## begin

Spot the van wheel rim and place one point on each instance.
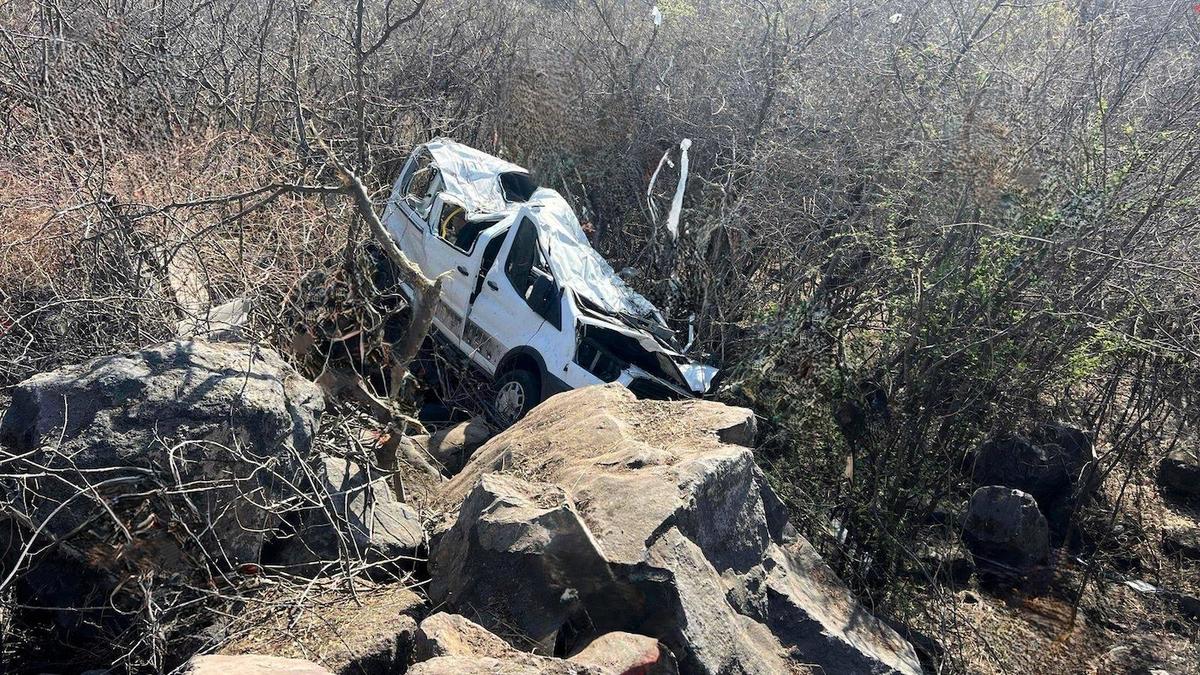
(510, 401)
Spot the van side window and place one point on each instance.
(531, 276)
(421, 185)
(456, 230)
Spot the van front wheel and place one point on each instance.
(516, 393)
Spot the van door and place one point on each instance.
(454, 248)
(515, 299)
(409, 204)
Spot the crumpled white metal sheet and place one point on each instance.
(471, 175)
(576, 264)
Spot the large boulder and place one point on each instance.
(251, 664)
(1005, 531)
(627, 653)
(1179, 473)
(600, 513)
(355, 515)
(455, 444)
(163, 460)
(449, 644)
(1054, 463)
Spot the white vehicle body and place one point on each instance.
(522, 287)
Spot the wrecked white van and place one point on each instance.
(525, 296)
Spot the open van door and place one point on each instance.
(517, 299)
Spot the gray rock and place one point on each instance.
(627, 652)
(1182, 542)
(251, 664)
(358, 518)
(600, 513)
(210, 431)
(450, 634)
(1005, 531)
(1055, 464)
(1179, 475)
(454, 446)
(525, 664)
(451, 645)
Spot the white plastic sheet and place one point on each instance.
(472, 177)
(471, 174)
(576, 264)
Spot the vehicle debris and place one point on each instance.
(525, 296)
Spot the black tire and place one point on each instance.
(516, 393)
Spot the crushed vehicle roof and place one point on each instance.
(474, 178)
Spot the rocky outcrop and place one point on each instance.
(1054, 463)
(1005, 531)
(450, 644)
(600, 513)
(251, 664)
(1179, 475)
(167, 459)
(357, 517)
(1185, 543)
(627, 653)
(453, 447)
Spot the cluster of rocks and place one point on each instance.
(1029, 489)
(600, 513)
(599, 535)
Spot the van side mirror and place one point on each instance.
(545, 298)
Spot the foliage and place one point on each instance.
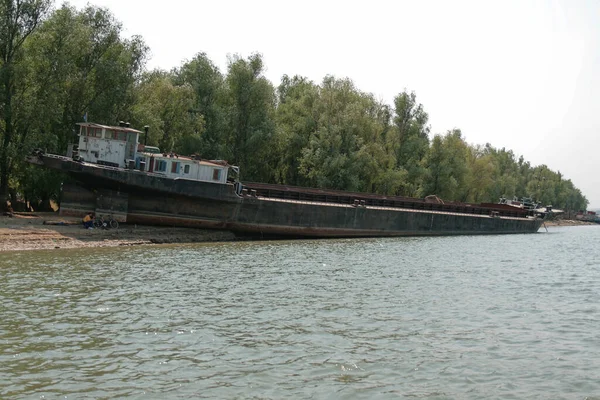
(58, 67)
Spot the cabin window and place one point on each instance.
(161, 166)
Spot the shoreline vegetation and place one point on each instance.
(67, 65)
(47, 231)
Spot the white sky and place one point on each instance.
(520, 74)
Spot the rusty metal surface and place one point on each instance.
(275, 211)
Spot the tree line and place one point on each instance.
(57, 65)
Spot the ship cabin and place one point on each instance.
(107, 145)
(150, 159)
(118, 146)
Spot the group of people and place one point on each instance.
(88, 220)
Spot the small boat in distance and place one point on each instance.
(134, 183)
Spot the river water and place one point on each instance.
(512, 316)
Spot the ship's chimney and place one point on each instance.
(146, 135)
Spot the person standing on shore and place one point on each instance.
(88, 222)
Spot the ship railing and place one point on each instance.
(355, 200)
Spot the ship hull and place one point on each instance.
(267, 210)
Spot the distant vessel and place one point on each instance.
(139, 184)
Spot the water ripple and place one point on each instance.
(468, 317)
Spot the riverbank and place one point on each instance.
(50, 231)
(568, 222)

## end

*TASK GOAL*: Please render the material as a numbered list, beginning at the line that contains "Spot the water" and continuing through the end of the material, with blank lines left out.

*ANSWER TO THE EXERCISE*:
1. Spot the water ripple and place one point on each instance.
2. (468, 317)
3. Spot the riverbank and place one point on each instance.
4. (50, 231)
5. (568, 222)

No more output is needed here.